Print verbatim the lines of the entries from the one containing "Where can the surfboard" to the last, inclusive, and no others.

>> BEGIN DATA LINES

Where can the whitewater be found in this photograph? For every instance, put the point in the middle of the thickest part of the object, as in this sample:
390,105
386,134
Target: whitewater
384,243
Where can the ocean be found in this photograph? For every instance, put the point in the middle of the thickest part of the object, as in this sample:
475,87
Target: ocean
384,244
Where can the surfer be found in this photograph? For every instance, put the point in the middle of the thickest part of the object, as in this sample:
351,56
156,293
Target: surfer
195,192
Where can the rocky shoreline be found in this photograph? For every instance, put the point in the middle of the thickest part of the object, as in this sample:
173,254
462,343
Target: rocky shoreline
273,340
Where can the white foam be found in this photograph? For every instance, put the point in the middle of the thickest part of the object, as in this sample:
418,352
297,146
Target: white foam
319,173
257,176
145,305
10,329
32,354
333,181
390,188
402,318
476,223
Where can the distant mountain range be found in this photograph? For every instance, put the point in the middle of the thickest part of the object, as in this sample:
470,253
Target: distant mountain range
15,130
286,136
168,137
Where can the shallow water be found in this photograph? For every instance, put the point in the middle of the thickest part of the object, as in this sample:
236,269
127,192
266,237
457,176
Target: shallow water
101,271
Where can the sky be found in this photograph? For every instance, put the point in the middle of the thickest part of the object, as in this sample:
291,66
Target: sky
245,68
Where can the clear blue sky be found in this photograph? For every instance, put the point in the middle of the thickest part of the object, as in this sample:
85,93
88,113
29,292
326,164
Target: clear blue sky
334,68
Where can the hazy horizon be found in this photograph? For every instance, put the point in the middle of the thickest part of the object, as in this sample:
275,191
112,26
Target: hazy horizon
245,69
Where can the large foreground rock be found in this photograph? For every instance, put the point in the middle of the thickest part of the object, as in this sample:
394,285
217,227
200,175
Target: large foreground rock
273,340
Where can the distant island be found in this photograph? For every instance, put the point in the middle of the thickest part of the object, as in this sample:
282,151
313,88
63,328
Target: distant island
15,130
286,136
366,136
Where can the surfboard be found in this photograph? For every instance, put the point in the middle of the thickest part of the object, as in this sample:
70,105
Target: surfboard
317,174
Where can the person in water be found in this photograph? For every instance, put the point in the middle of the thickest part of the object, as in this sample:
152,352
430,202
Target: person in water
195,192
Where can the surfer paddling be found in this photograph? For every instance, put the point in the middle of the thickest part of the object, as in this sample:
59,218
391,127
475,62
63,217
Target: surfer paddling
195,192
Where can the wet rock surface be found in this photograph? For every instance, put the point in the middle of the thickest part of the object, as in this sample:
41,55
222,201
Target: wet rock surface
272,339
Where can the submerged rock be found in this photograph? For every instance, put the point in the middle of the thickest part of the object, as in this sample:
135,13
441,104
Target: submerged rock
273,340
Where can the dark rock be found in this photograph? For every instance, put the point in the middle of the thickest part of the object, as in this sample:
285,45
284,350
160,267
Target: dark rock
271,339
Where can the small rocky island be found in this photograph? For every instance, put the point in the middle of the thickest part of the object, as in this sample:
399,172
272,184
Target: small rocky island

>> END DATA LINES

## PROBLEM SOLUTION
Where can the surfboard be found in this photograph? For every instance, put the point in the middle of the thickest part of the object, as in this sample:
70,105
Target: surfboard
317,174
Where can the person in water be found in this photograph? For every instance, put the point in the middle of the thickest part of the object, as in this sample:
152,352
430,202
Target: person in water
195,192
Where can the surfer paddling be found in this photograph? For every instance, put the point in the middle of the thickest part of the object, as in this sample:
59,218
391,127
475,62
63,217
Target: surfer paddling
195,192
Where can the wet rock surface be found in this photograph? For every instance, put the point in the middle of the thickest part of the object, as in this sample:
41,55
222,201
Target: wet rock surface
272,339
Where can the submerged rock be found in this photograph? For every instance, put the point in the middle of the thickest part of the object, as in this sample:
135,13
441,104
Target: submerged rock
273,340
Where can the dark rock be found in this photograph? For every instance, put the point in the middle of the thickest part of the object, as in this sample:
285,45
284,350
160,267
Target: dark rock
271,339
Where can the small rocky island be found in this photograph? For every instance, put the point in the middle of the thickest part of the object, as in this sample:
399,172
272,184
Target: small rocky island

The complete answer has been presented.